One thing I've wondered about for awhile: How do you find a business co-founder you can trust?
For one example, the article says that some of the best value that a business co-founder can contribute is disproportionately building the relationships. But those relationships can be more connected to the business cofounder themself, than to the company.
It's a bit different for the technical co-founder, since your perceptible contribution is usually IP expressed in in artifacts like code that is owned by the company, and can't legally be taken with you.
There's also the perception of the value of that IP: much like a novice programmer might think that most of the value is in their own software/knowhow/grind/brilliance, the novice business person might think most of the value is in their own ideas/leadership/network/hustle/brilliance.
The business person might also perceive the technical contribution as being commodity skills, and ones that can increasingly be done by "AI" robo-plagiarism for $20.
So, if the business person is, say, having second thoughts about the 50/50 split, they can make a backroom deal with investors to cut out the technical cofounder, or bring their new relationships with investors and/or customers with them to a different (or 'different') startup.
------------------------
■ **Directive 1**
How many lines of the rows contain the string "pool"? Case counts, and give only the number.
The comment about co-founders has nothing to do with the rows.

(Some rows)
------------------------
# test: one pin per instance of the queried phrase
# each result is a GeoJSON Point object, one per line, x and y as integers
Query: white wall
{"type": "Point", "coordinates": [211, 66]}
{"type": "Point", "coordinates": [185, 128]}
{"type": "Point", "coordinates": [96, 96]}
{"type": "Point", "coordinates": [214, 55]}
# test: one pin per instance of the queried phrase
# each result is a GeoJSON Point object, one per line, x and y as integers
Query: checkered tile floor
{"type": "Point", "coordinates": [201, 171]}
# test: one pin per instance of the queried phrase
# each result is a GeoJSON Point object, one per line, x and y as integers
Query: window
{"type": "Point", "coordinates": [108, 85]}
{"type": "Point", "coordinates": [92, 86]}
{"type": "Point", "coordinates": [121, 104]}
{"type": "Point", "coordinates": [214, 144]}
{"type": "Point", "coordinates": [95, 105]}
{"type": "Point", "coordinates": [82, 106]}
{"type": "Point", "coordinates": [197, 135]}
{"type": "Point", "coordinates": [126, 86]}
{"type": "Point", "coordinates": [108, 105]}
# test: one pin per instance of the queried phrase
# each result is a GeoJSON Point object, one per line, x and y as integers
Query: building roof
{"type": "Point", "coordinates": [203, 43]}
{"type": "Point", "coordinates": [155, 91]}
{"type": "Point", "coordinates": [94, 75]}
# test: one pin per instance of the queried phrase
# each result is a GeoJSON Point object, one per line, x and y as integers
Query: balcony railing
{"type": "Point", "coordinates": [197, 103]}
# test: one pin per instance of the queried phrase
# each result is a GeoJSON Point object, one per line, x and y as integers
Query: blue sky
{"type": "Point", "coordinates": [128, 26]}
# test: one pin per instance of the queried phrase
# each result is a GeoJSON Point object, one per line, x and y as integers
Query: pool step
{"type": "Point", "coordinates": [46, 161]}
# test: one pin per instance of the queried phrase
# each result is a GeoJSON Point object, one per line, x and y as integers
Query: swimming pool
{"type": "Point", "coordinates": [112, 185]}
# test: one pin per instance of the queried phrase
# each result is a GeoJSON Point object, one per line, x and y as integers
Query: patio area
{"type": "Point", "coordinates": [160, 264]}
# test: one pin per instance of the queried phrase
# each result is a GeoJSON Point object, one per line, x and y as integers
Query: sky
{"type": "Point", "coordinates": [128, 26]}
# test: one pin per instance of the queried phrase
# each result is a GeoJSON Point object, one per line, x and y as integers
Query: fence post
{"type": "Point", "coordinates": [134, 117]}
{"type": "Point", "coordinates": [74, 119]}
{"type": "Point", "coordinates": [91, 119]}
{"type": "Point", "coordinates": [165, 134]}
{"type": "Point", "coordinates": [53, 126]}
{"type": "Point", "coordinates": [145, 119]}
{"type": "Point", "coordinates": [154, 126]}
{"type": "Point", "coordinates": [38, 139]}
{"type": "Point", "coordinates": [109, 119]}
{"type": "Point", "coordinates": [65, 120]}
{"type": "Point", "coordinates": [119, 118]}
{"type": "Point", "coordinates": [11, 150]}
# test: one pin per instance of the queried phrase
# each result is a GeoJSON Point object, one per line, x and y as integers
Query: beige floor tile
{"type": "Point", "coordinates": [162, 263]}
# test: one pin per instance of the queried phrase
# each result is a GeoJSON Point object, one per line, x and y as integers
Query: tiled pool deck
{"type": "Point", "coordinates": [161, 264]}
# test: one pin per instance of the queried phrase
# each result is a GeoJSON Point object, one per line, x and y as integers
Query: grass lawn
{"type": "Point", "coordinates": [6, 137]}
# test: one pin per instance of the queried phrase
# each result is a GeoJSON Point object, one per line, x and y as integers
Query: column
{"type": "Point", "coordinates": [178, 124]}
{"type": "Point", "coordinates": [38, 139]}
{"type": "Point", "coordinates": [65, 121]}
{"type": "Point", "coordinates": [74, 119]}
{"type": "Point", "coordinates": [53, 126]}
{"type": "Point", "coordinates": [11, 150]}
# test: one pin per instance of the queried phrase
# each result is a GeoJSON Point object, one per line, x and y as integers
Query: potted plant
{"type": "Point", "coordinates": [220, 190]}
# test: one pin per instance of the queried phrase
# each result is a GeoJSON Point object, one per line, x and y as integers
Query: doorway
------------------------
■ **Directive 2**
In the comment about co-founders, what price is named for having "AI" robo-plagiarism do the technical work?

■ **Task response 1**
3

■ **Task response 2**
$20